Required action :: Reproduce every entry exactly and leave its pictures out.

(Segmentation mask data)
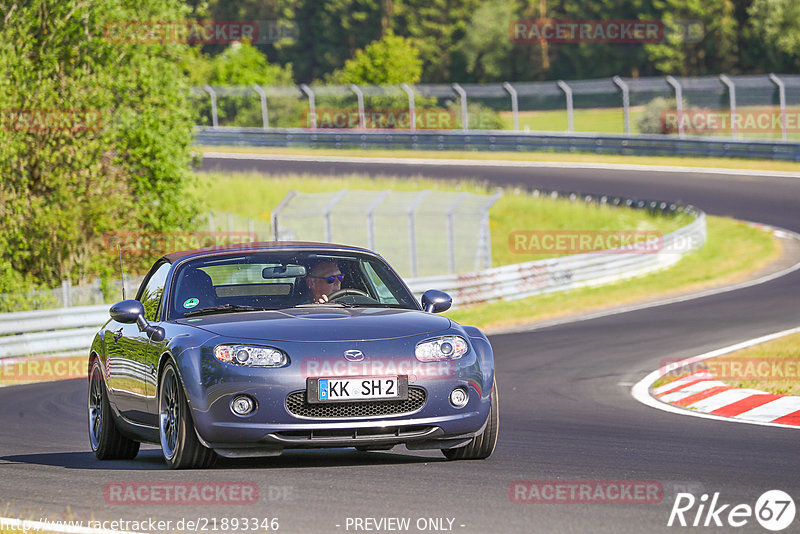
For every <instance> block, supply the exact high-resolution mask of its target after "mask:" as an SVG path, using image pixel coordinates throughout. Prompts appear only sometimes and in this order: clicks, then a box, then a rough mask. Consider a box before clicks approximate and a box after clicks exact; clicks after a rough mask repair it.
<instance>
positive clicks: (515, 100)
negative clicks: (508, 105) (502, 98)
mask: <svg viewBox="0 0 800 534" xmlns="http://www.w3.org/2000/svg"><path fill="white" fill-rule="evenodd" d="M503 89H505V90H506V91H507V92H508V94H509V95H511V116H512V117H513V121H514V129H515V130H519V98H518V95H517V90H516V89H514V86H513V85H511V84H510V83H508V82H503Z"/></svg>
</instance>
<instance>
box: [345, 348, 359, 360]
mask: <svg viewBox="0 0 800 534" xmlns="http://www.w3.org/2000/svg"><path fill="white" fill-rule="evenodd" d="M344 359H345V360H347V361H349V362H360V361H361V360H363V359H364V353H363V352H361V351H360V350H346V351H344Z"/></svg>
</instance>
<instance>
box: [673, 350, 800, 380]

Response to the task ::
For every <instance> block, supply the exact high-resolution mask of its target after "mask:" as an SVG path, using image pixel coordinates throughout. Prompts appear only sometimes and in this order: clicks, then a box, then a rough mask. Consider a box before clicks approximate and a box after clicks exact; clicks after a rough mask repair it.
<instance>
positive clicks: (515, 100)
negative clicks: (508, 105) (502, 98)
mask: <svg viewBox="0 0 800 534" xmlns="http://www.w3.org/2000/svg"><path fill="white" fill-rule="evenodd" d="M503 89H505V90H506V91H507V92H508V94H509V95H511V116H512V117H513V121H514V129H515V130H519V98H518V95H517V90H516V89H514V86H513V85H511V84H510V83H508V82H503Z"/></svg>
</instance>
<instance>
box: [345, 348, 359, 360]
mask: <svg viewBox="0 0 800 534" xmlns="http://www.w3.org/2000/svg"><path fill="white" fill-rule="evenodd" d="M344 359H345V360H347V361H349V362H360V361H361V360H363V359H364V353H363V352H361V351H360V350H346V351H344Z"/></svg>
</instance>
<instance>
box: [673, 350, 800, 380]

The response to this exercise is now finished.